WHAT IS BEING ASKED: Word for word, set down the records and skip each picture.
SOURCE DATA: Begin
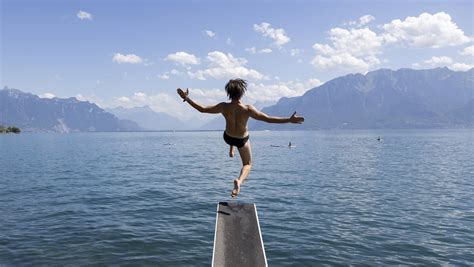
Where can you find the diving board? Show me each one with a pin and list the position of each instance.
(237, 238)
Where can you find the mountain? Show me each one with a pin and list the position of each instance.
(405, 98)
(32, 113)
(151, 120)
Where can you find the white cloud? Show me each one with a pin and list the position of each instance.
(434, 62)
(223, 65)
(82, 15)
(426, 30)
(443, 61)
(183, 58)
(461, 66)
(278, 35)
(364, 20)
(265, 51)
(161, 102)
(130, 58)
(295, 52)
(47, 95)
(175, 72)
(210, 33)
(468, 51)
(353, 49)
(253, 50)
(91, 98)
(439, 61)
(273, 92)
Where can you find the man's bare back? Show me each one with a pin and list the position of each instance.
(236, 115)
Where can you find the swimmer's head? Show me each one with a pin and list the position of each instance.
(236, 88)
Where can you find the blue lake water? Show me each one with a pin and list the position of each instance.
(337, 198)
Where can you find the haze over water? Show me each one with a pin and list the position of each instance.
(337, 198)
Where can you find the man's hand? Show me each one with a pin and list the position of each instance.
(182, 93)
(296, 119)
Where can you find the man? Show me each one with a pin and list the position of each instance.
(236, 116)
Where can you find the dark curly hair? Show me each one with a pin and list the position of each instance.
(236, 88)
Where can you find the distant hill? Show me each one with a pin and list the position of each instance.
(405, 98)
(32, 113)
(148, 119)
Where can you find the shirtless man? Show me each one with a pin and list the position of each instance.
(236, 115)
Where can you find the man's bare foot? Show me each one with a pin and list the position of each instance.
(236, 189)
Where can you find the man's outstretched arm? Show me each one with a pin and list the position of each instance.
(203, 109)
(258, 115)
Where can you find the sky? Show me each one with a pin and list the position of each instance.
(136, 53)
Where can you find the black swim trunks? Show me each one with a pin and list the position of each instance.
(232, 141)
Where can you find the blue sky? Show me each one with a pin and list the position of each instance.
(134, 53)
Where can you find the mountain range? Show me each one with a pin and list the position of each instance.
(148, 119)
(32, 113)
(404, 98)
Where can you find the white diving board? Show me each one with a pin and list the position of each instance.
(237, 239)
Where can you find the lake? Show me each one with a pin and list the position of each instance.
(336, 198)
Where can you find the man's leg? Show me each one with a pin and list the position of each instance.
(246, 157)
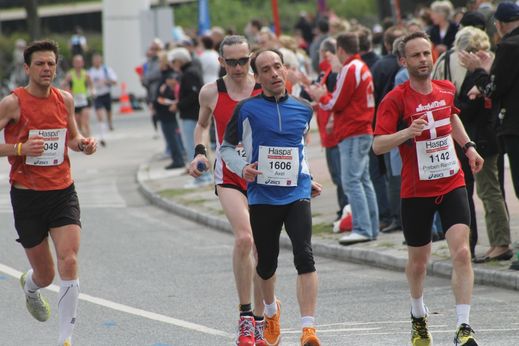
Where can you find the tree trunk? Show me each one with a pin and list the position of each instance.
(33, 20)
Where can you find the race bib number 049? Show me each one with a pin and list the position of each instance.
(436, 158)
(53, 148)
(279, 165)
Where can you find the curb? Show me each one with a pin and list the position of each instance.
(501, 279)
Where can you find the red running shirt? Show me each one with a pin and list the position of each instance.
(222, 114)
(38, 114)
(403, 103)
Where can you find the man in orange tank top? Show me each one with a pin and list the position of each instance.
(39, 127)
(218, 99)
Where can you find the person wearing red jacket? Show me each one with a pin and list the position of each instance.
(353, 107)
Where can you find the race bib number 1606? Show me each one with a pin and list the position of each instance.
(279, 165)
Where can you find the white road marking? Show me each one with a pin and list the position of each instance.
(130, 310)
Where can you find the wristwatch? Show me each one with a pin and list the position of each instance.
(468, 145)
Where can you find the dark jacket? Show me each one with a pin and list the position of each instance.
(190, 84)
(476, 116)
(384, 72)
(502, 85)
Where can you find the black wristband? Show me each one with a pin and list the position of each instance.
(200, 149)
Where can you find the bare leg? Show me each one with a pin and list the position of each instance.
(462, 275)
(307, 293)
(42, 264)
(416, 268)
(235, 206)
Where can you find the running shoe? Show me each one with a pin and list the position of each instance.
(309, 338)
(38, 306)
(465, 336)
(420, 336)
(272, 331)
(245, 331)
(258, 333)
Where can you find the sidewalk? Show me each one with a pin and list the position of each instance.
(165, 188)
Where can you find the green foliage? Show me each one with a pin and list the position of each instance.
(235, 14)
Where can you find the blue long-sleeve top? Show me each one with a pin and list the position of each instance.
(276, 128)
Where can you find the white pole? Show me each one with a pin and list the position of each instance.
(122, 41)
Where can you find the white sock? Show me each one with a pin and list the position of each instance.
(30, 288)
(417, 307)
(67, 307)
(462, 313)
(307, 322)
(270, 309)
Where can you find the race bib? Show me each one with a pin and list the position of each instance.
SOURCE DATA: End
ANSWER TO THIS PROBLEM:
Where can you find the diving board? Show me each one with a pin and list the position of each instance.
(237, 238)
Where can you find the mountain? Show me each one with a pin and list the position of each instance.
(405, 98)
(32, 113)
(151, 120)
Where can you find the white cloud? Show me each one with a pin and list the position of each instance.
(434, 62)
(223, 65)
(82, 15)
(426, 30)
(443, 61)
(183, 58)
(461, 66)
(278, 35)
(364, 20)
(265, 51)
(161, 102)
(130, 58)
(295, 52)
(47, 95)
(175, 72)
(210, 33)
(468, 51)
(353, 49)
(253, 50)
(91, 98)
(439, 61)
(273, 92)
Where can you find the man's bare back? Show me each one with a pin and list the position of each instance.
(236, 115)
Where can you find the swimmer's head? Show me each one with a pin and list the position of each instance.
(236, 88)
Where can you find the blue lake water? Show me each one with a pin and list the position of each instance.
(337, 198)
Where can you find the haze over water? Show me each one with a pin and list the position of each instance.
(337, 198)
Where can you find the man's hand? Show me each one with a pin and list the position of each instance.
(182, 93)
(296, 119)
Where can you find the man? Show me each one with a pin and list the position of each instance.
(236, 116)
Where can you find the dark curly hair? Show me each one with a pin and list the position of each instance.
(236, 88)
Where can you find the distant hill? Show me each one with a pin and list the position of each instance.
(405, 98)
(32, 113)
(148, 119)
Where can you find the shirtless man? Show me each one with a pin and list the position of each instance.
(236, 115)
Where can you find the man's bare foot? Show me each one with a pin and list the position of each instance.
(236, 189)
Where can you find the man's outstretched arm? Show me each one with a pin and list the position of each instance.
(203, 109)
(258, 115)
Where can you find the sky? Show me each one with a pin and list the position of each instance.
(136, 53)
Where can you find the black swim trunks? Show me each one with a pin and list the position of each instance.
(232, 141)
Where can you find the blue sky? Show me each one with a pin and list the position of each instance.
(134, 53)
Where can you find the mountain range? Show me each one with a pin and list the position of each instance.
(148, 119)
(32, 113)
(404, 98)
Where can you find the white diving board? Show me each one with a pin and list the position of each instance.
(237, 239)
Where can you find the lake? Show me each one with a pin and list the position of each instance.
(336, 198)
Where can you find the man's leg? Show me each one with a pin and list the position of each instance.
(246, 157)
Where can you find the tree trunk? Show me each one with a pin and list the position of each instance.
(33, 20)
Where can you find the race bib number 049? Show me each one with a pin and list the position of each instance.
(436, 158)
(53, 148)
(279, 165)
Where can you find the curb? Show me each one with a pin and list the position of each instance.
(501, 279)
Where can you find the red running shirt? Show me each one with a pin and list the position of each instance.
(222, 114)
(38, 114)
(403, 103)
Where can you find the man in orange tank top? Show me each one with a pin and list the position of each instance.
(39, 127)
(218, 99)
Where can you find the person wearing red jacket? Show me each one with a pin and list the position of each instance.
(353, 107)
Where can you find the race bib number 1606? Show me each one with a pin and list the position of each instance.
(279, 165)
Where can you find the white road marking? Show me each one with a pin and list the position of each instance.
(130, 310)
Where can you find the wristwatch? Show me each one with a pin and list the position of each instance.
(468, 145)
Where can you find the dark jacket? Show me each one with a pin and list the position of each instance.
(190, 84)
(476, 116)
(384, 72)
(502, 85)
Where can you find the black wristband? Show me each one with a pin and list the position of each instance.
(200, 149)
Where can you find the bare leg? Show me each one with a pin and list the position of each instance.
(462, 275)
(307, 293)
(42, 264)
(416, 268)
(235, 206)
Where can you find the running shoe? Show me each one with a pin and list the position of each instance.
(309, 338)
(38, 306)
(465, 336)
(420, 336)
(272, 331)
(245, 331)
(258, 333)
Where can you find the sidewalk? Show me each one with a pin and list the position of each instance.
(165, 188)
Where can you find the green foliage? Show me each one with a pin and list the position of each instance.
(235, 14)
Where can you find the blue long-sleeve top? Show me each one with a pin and list the position of each instance.
(276, 128)
Where can you find the white pole? Show me each one with a pin and list the position of each instance.
(122, 41)
Where can you find the white sock? Show me each one with a pin and list the position of each instance.
(30, 288)
(417, 307)
(67, 307)
(462, 313)
(307, 322)
(270, 309)
Where can you find the race bib? Show me each one with a pin and list the position of each instance.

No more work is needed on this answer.